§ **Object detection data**
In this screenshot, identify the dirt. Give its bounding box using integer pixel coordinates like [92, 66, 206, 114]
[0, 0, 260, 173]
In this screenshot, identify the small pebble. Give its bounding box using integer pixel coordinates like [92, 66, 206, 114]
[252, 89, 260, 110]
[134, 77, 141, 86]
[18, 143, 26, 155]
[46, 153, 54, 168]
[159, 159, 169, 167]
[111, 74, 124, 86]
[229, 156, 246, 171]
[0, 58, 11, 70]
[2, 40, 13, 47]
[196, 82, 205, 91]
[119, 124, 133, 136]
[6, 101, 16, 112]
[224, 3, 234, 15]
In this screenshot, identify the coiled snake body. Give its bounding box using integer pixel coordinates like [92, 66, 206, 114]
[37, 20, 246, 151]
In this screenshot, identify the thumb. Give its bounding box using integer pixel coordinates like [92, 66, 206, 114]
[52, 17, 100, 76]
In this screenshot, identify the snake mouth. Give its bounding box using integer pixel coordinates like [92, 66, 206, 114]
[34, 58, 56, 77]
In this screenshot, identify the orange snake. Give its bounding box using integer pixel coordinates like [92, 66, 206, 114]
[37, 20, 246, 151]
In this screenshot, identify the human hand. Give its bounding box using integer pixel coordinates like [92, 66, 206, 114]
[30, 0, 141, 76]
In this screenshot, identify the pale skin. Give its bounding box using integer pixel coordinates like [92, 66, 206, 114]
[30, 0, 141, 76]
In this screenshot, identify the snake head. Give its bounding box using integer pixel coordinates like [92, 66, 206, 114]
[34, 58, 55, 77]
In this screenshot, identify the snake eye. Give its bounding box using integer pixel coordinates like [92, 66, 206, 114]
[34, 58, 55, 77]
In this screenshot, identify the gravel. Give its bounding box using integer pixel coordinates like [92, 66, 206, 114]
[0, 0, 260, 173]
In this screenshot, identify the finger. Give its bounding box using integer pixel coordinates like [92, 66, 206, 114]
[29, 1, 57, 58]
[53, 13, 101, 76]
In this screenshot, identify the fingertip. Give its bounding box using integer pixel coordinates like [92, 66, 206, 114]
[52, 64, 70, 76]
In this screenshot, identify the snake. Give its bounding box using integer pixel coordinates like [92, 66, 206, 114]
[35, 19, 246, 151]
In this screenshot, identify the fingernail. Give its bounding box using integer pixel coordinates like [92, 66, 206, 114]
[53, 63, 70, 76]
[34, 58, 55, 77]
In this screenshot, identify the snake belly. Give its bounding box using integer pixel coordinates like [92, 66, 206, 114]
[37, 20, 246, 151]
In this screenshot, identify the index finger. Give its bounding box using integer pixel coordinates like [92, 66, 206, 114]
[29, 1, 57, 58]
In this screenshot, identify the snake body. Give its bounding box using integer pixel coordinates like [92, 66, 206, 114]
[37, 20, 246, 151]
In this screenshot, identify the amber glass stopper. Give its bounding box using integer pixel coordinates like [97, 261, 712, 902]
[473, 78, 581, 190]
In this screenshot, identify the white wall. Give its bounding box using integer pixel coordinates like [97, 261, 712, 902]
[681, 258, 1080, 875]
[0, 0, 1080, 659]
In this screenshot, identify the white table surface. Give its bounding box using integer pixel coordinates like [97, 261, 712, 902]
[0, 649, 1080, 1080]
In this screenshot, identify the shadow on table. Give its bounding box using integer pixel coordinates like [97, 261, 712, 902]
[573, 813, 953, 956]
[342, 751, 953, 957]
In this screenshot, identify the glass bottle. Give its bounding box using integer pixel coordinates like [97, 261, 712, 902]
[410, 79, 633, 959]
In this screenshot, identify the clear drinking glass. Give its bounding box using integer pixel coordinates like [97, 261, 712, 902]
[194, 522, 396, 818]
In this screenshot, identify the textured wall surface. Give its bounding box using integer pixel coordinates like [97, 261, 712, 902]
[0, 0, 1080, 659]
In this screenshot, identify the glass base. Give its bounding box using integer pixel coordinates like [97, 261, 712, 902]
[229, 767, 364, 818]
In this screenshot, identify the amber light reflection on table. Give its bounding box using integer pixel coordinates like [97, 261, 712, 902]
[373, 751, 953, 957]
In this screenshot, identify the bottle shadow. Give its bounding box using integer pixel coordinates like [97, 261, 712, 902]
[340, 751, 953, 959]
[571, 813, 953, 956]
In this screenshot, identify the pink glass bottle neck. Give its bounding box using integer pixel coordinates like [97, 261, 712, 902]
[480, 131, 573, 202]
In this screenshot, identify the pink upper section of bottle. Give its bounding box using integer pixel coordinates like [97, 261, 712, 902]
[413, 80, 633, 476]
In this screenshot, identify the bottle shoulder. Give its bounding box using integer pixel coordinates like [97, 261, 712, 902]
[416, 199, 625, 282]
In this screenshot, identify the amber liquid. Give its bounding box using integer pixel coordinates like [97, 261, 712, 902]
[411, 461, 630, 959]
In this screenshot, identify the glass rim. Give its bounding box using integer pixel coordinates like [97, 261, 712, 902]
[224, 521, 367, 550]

§ **Given problem**
Return every row above that contains the string "shadow", copying each one in full. Matching is case-sensitive.

§ **Exercise answer**
In this screenshot, identify the shadow on table. Give its bounding box using integer pixel coordinates like [97, 261, 712, 902]
In this screenshot, identify the bottle shadow. Give its bounding box using integer pixel coordinates like [97, 261, 712, 902]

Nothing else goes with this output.